Requirements
Copy every line below in full, starting at the line that contains "Objective — for every instance of the smartphone" and ending at the last line. Shift each x and y coordinate given in the answers by adding 120 to it.

* Start Dataset rows *

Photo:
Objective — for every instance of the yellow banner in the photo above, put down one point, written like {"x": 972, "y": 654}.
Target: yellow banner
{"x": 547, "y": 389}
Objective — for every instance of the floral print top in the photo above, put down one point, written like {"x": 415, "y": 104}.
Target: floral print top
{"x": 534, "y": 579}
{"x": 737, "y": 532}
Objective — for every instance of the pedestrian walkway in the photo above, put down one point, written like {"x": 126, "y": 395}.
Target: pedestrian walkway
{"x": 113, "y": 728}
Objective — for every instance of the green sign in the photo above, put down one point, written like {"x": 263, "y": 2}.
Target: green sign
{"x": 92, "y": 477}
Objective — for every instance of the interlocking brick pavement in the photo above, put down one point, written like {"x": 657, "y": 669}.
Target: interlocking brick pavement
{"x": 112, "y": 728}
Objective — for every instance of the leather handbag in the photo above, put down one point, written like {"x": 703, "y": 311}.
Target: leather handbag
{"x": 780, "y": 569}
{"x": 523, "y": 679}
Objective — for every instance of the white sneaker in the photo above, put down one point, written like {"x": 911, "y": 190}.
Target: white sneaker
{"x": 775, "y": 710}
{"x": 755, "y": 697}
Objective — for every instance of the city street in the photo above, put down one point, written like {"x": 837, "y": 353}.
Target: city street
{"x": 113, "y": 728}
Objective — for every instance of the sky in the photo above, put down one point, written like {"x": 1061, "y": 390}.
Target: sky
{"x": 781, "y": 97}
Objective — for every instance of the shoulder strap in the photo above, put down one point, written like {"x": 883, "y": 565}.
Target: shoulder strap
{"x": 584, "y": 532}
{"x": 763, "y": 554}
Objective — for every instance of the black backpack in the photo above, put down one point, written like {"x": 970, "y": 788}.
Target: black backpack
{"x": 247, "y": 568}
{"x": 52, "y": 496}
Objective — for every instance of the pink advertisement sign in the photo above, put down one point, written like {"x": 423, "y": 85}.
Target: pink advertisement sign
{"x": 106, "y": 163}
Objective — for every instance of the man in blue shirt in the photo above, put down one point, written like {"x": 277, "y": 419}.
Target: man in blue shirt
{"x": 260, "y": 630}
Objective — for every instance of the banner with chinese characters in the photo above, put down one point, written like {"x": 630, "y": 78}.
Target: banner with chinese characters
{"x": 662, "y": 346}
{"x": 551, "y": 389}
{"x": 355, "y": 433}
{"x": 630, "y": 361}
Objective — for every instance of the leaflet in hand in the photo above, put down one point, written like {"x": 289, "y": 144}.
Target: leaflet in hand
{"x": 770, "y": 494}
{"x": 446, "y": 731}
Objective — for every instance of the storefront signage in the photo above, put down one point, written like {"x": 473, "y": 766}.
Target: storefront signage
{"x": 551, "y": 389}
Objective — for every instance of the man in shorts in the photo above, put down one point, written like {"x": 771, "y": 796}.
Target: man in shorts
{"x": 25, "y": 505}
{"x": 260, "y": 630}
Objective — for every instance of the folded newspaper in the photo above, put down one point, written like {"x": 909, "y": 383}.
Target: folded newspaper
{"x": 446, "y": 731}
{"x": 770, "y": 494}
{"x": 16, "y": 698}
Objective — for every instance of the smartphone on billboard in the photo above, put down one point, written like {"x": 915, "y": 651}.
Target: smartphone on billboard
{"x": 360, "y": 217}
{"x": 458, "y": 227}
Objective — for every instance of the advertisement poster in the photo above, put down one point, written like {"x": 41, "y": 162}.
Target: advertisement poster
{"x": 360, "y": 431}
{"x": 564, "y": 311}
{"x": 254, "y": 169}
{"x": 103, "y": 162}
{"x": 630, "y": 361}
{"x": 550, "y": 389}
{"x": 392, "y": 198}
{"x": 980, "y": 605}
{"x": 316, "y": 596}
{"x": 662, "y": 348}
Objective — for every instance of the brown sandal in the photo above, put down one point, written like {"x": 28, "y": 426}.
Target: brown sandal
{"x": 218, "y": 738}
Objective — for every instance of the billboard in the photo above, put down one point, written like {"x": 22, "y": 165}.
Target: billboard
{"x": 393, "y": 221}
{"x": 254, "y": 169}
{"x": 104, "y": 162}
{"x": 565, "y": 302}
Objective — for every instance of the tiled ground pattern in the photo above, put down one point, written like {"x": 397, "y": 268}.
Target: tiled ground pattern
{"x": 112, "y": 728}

* End Dataset rows *

Task output
Objective — for every instance of the smartphone on billboard in the photo above, put down one point, written like {"x": 915, "y": 651}.
Target: smartphone on billboard
{"x": 480, "y": 337}
{"x": 578, "y": 347}
Objective — for every instance of the advertisement poster in the photo above, put down one point, written like {"x": 41, "y": 162}.
Target: advertisement poster
{"x": 480, "y": 551}
{"x": 684, "y": 431}
{"x": 374, "y": 289}
{"x": 223, "y": 282}
{"x": 750, "y": 481}
{"x": 670, "y": 509}
{"x": 512, "y": 318}
{"x": 1100, "y": 725}
{"x": 436, "y": 716}
{"x": 782, "y": 468}
Objective — for every instance of the brown sandal in the photo above, put down one point, written like {"x": 28, "y": 426}.
Target: brown sandal
{"x": 338, "y": 858}
Objective — for every instance of the billboard in the photo above, put down one point, written like {"x": 22, "y": 165}.
Target: billboard
{"x": 513, "y": 341}
{"x": 374, "y": 289}
{"x": 224, "y": 282}
{"x": 685, "y": 422}
Objective — for every instance of the tiled ground pattern in the photo above, put down one point, written like {"x": 397, "y": 268}.
Target: tiled ground pattern
{"x": 232, "y": 848}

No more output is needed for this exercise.